_Tarefa proposta:_
Informe apenas o número de linhas do material abaixo que contêm a palavra "wing". Considere a distinção entre maiúsculas e minúsculas.

_Material do exercício:_

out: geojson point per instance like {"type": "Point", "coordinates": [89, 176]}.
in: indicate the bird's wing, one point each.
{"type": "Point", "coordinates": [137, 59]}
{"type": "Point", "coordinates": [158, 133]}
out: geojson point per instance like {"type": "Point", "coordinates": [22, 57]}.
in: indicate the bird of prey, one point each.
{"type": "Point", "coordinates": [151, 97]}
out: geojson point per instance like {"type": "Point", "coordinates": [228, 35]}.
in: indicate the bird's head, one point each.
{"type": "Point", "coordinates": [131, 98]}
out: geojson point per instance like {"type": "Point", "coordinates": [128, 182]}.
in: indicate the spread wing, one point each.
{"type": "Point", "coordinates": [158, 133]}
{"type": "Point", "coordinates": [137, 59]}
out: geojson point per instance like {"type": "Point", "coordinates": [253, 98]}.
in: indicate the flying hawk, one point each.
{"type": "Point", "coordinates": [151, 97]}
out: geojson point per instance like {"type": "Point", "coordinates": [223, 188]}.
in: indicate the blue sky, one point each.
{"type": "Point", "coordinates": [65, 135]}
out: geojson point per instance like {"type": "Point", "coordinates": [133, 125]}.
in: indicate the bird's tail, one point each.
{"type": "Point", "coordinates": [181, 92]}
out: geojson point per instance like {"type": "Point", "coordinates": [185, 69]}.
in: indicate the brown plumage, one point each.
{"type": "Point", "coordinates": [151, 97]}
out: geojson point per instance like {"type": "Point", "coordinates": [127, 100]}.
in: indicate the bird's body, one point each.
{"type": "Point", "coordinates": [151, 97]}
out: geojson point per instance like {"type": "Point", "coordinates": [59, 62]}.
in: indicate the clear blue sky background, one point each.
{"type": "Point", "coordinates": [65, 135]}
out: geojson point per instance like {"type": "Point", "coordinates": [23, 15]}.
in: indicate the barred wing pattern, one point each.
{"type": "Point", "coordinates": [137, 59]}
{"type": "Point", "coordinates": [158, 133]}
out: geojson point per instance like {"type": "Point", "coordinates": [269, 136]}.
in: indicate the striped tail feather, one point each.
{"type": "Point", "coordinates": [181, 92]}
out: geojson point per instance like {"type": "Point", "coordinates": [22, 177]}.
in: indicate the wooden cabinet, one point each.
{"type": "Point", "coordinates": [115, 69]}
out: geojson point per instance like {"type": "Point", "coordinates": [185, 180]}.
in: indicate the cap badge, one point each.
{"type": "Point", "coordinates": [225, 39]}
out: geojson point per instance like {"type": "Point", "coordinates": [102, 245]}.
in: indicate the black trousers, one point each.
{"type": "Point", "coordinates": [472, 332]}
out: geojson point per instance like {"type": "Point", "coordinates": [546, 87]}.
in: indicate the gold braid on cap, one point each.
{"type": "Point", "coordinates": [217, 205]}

_Resolução:_
3